**AIM OF THE EXERCISE**
Put the lines below into a JSON list of strings, one string per line and no blank lines. Include only the stretch from the line containing "to locate picture" through the line containing "[164,104,201,161]", with both of those lines included.
───── ENTRIES SUPPLIED
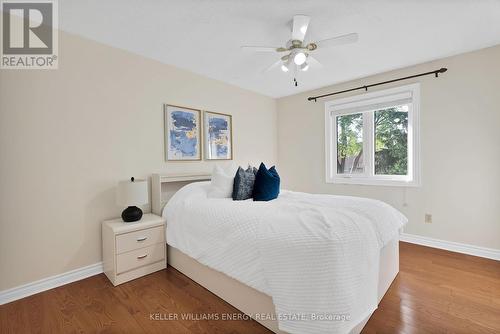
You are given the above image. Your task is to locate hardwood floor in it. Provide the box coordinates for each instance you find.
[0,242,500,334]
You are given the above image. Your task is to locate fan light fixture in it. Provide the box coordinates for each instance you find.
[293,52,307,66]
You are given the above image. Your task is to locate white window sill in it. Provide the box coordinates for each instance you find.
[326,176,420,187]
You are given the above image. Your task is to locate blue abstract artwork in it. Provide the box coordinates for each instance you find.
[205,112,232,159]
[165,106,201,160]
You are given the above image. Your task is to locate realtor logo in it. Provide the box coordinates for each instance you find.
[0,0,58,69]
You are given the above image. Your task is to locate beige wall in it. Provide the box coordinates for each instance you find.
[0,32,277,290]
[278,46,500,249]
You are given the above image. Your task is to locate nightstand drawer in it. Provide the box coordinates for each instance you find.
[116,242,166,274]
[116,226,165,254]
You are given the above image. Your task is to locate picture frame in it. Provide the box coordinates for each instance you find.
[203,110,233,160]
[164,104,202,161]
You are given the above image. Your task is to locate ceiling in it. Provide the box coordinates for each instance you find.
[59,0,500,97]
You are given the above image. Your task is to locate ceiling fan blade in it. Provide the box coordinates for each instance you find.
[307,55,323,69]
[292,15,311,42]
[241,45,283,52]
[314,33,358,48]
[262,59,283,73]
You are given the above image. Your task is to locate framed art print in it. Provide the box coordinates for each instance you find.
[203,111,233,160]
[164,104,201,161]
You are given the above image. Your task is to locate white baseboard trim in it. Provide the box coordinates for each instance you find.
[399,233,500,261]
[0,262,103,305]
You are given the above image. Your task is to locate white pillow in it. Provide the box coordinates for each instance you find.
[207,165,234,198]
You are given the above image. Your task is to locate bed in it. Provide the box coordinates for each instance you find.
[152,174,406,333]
──────────
───── ENTRIES SUPPLIED
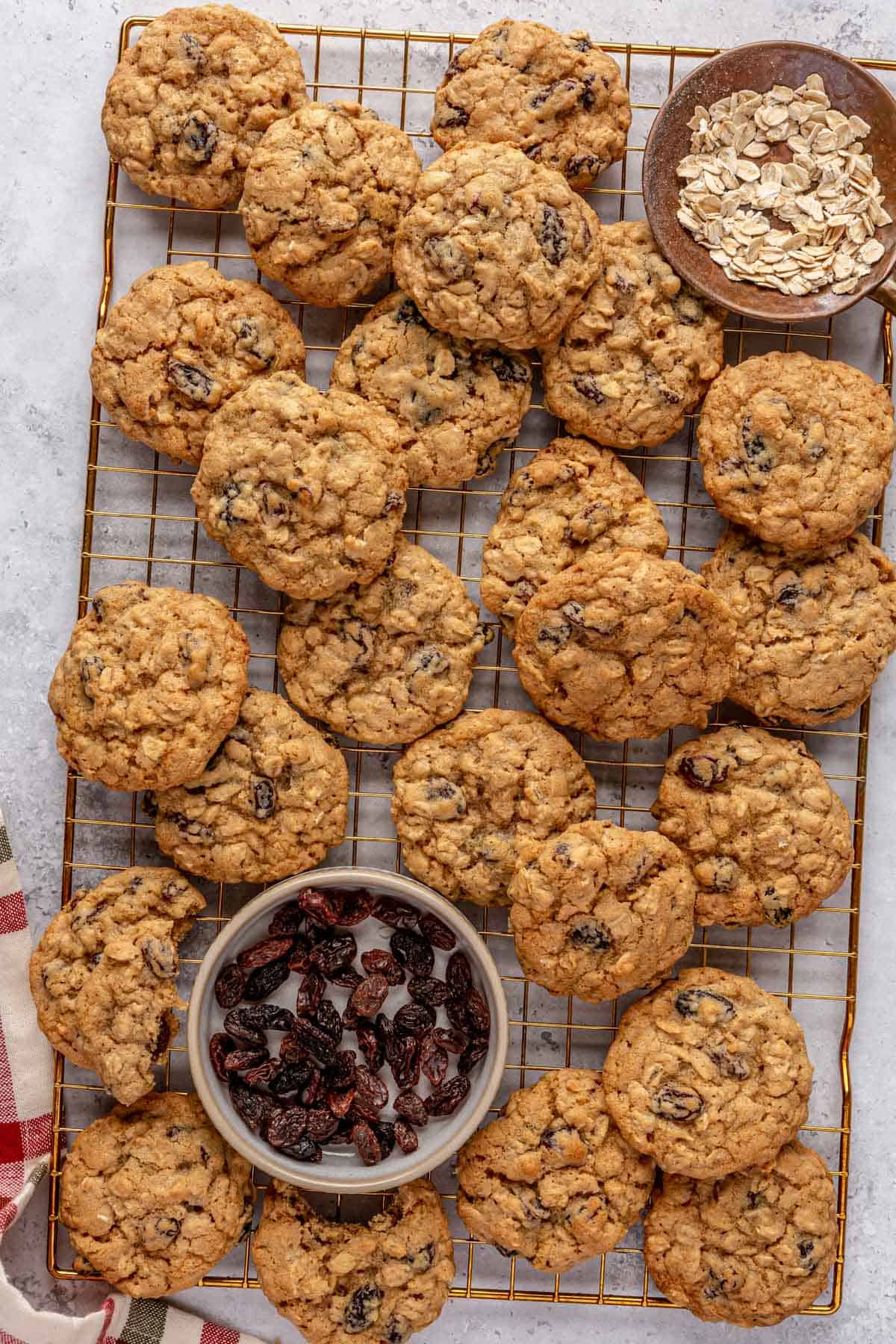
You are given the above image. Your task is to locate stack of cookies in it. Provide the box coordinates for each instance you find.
──────────
**OUTPUT**
[
  "You are given the above image. Your task is to locate picture frame in it. Provide the box coordinates for each instance you find.",
  "[203,110,233,160]",
  "[164,104,202,161]",
  "You are given the above image. Your task is to locate ceiling in it. Provide the box coordinates for each instance you find.",
  "[59,0,500,97]",
  "You are given the above image. Your task is to locate ceiling fan blade in it. Provide the box coordinates for each instance you find.",
  "[307,55,323,69]",
  "[292,15,311,42]",
  "[241,45,283,52]",
  "[314,33,358,48]",
  "[262,59,283,73]",
  "You are given the above image. Your task is to locate framed art print in it. Provide the box coordinates for each instance you find.",
  "[203,111,233,160]",
  "[164,104,201,161]"
]